Mais pour d’autres, retenir ses prouts est une question d’honneur et de complexe d’abandon : plutôt mourir que de lâcher un truc malodorant. Katia a ainsi développé un art pour expulser des gaz, qui sont nombreux car elle est accro à la junk-food : « Je peux plier les tissus de ma culotte façon origami pour contrôler la sortie du prout, avec un peu de contorsion discrète ça passe ni vu ni connu. » Ce qui m’amène à réfléchir à une autre théorie : si on se lâche, cela veut-il dire qu’on est vraiment amoureux, ou au contraire on n’en a tellement rien à foutre qu’on entame un procédé de séduction inversée, à savoir dégoûter l’autre petit à petit, même inconsciemment ?

****************

▶ **QUESTIONS SUR L'EXTRAIT**:
- A) Citez tout le passage de l'extrait sur les prouts qui va de « Mais pour d’autres, retenir » jusqu'à « même inconsciemment ? ».
- B) Répondez à ces questions sur l'extrait sur les prouts :
(i) À quoi Katia est-elle accro ?
(ii) Que peut-elle plier façon origami pour contrôler la sortie du prout ?
(iii) Pour d'autres, retenir ses prouts est une question de quoi ?
- C) Poursuivez l'extrait sur les prouts après sa dernière phrase.
Les entrées qui suivent proviennent d'une autre source.

(Données de pointage de régions)

****************

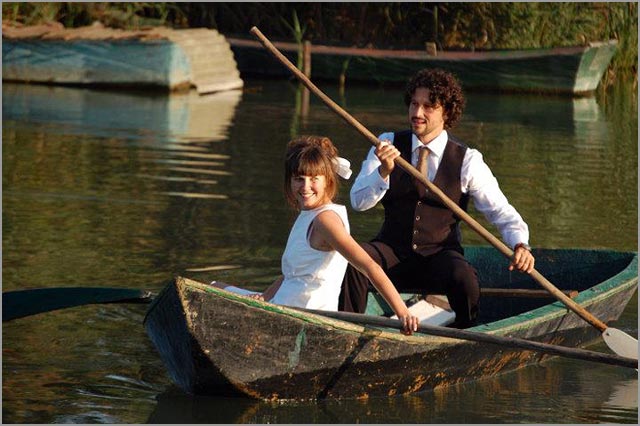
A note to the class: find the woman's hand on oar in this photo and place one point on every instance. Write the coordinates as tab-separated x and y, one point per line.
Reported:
614	340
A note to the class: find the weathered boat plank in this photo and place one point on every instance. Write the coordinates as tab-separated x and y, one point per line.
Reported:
216	342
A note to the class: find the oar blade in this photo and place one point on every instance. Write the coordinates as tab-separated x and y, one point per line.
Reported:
621	343
22	303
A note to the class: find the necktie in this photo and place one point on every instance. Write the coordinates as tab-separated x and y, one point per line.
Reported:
423	167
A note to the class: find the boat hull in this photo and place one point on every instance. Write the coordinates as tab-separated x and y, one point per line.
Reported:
159	58
570	70
216	342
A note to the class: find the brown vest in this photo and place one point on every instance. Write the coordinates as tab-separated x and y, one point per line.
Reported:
423	225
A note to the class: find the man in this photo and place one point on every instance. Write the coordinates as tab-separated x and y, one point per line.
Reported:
419	244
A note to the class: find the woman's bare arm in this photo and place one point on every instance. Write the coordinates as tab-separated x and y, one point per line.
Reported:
329	227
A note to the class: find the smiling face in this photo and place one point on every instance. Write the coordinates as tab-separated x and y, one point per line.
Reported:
309	178
427	119
309	191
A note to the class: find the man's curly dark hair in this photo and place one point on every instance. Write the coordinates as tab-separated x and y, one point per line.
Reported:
444	90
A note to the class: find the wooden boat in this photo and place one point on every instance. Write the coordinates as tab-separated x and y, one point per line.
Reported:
216	342
160	58
563	70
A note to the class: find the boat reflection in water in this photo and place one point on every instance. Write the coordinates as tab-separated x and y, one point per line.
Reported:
538	392
178	132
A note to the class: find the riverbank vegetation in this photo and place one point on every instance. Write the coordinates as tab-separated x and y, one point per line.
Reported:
451	26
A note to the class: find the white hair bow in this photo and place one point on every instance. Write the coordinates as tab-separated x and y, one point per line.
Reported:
342	167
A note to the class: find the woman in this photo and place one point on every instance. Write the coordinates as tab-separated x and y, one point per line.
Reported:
319	245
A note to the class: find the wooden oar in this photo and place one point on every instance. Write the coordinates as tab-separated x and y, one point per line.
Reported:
617	340
22	303
512	342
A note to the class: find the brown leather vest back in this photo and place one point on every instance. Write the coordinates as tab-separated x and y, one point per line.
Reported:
423	225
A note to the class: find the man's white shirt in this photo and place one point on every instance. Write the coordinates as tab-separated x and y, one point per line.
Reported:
476	180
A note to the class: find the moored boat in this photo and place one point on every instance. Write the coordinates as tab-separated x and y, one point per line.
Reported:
157	58
574	70
216	342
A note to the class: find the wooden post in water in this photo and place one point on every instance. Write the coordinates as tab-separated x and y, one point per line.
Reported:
306	70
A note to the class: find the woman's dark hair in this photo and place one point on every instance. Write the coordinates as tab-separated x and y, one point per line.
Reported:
310	156
444	90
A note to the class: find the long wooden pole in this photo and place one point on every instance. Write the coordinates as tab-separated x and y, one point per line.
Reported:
474	336
464	216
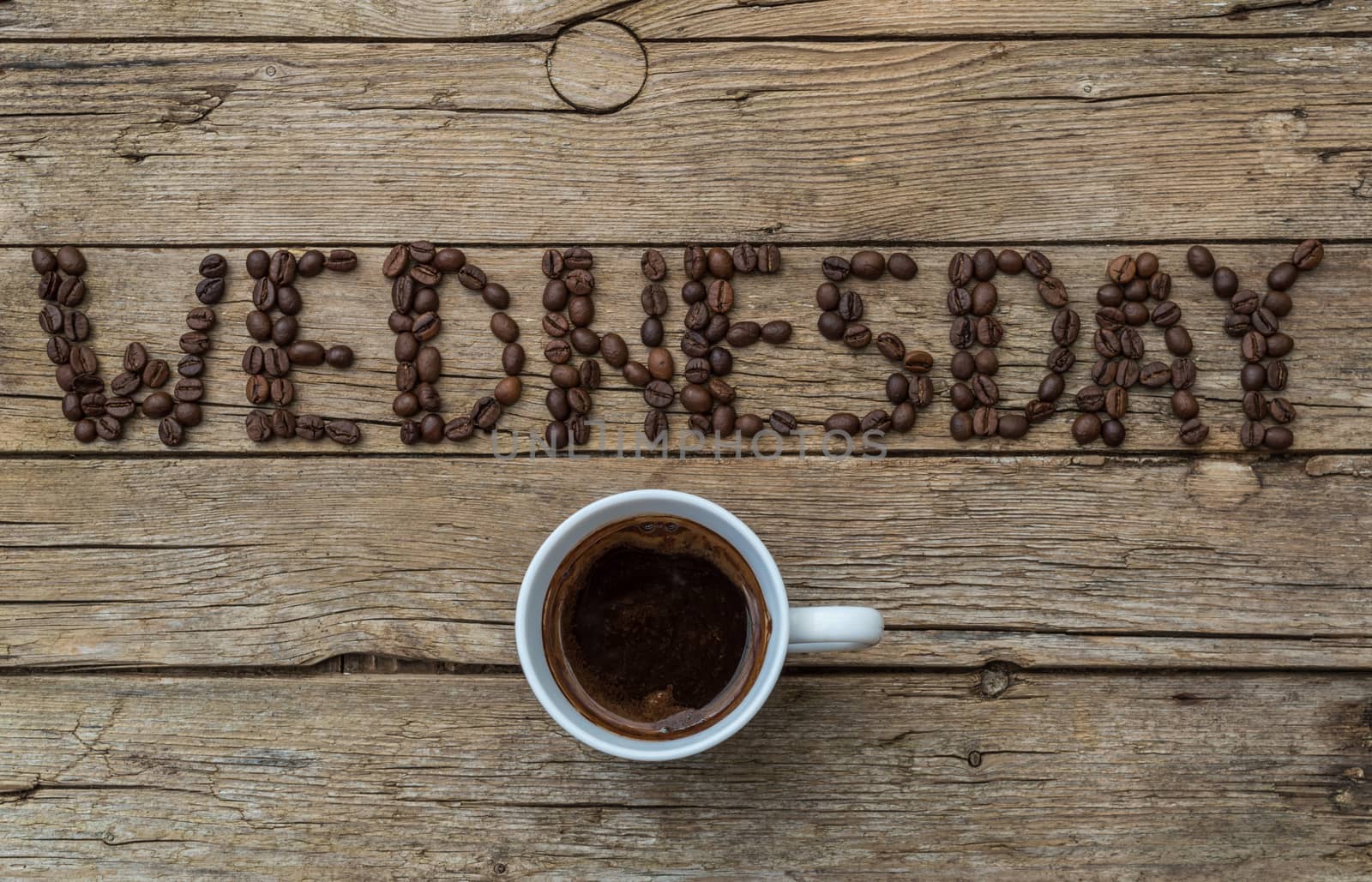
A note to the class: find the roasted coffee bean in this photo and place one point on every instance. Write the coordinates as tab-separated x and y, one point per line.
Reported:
1280	409
121	406
660	363
48	287
768	258
59	350
1225	283
868	265
836	267
75	327
258	262
310	264
1184	405
1278	302
902	267
283	423
581	310
720	264
1122	269
652	333
1280	346
659	394
254	360
429	365
891	346
1276	375
258	326
1166	315
1194	432
1237	324
51	319
93	405
472	278
1053	291
719	297
1253	377
125	383
43	261
1177	340
1200	261
155	374
1307	255
278	363
782	422
695	345
857	336
1117	401
1252	434
343	431
777	331
960	427
985	422
744	333
590	374
283	331
1253	347
1060	360
72	291
985	390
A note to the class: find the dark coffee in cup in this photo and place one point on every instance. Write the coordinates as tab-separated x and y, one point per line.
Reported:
655	627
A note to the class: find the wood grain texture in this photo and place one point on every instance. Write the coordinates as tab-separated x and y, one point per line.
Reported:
423	777
144	294
703	20
288	561
854	141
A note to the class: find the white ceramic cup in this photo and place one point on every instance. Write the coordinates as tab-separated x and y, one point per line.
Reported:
800	630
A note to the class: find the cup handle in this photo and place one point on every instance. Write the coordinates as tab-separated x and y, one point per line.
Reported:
833	628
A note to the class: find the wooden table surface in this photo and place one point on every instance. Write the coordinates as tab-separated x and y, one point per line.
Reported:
297	660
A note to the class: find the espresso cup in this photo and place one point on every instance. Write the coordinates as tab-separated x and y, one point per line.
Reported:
792	630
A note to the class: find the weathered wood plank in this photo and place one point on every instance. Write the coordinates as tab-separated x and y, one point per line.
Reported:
382	777
144	294
706	20
1043	141
288	561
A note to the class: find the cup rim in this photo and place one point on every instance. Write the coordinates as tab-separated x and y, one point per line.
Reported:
530	614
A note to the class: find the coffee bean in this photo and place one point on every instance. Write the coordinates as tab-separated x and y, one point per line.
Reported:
1307	255
1253	377
1252	434
836	267
960	427
59	350
868	265
768	258
857	336
902	267
782	422
274	363
1276	375
590	374
1166	315
1177	340
281	269
155	374
283	424
891	346
472	278
125	383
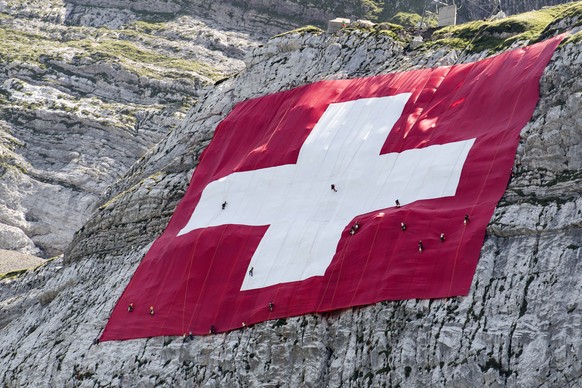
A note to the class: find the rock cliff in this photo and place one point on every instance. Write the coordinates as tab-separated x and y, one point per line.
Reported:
521	324
79	105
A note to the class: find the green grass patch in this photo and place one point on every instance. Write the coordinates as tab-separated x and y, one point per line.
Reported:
412	20
142	61
495	35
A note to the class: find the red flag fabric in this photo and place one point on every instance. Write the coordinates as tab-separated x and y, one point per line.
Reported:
252	237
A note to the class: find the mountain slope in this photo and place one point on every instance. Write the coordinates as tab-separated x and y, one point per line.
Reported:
520	325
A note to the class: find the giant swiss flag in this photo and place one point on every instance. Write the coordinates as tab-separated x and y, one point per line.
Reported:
293	207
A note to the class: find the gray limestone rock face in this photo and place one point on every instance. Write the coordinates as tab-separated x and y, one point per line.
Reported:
80	105
520	325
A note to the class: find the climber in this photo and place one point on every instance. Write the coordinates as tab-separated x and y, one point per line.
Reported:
355	228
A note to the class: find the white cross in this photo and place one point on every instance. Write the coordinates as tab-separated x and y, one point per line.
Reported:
305	217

****************

▶ **RÉPONSES AUX QUESTIONS**:
- A)
Mais pour d’autres, retenir ses prouts est une question d’honneur et de complexe d’abandon : plutôt mourir que de lâcher un truc malodorant. Katia a ainsi développé un art pour expulser des gaz, qui sont nombreux car elle est accro à la junk-food : « Je peux plier les tissus de ma culotte façon origami pour contrôler la sortie du prout, avec un peu de contorsion discrète ça passe ni vu ni connu. » Ce qui m’amène à réfléchir à une autre théorie : si on se lâche, cela veut-il dire qu’on est vraiment amoureux, ou au contraire on n’en a tellement rien à foutre qu’on entame un procédé de séduction inversée, à savoir dégoûter l’autre petit à petit, même inconsciemment ?

- B)
(i) À la junk-food.
(ii) Les tissus de sa culotte.
(iii) D'honneur et de complexe d'abandon.

- C)
Gerbe, boulimie et rupture
« Les gargouillis, bruits de ventre, même d‘annoncer à son mec, ‘je vais chier ‘, ça peut être mignon, c‘est source de blagounette et de complicité. Mais quand tu n‘es plus en mode passion, ça devient vite atroce et bas de gamme, c‘est une intrusion de l‘enfer dans l‘espace vital », acquiesce Marine. « Quand on s‘est séparés avec Julien, il m‘a reprochémes habitudes laxistes, de chier la porte ouverte ou quand il venait se brosser les dents. Pour lui j‘étais une grosse crade, alors que pour moi c‘était le summum de l‘amour de partager ces instants », avoue Alice.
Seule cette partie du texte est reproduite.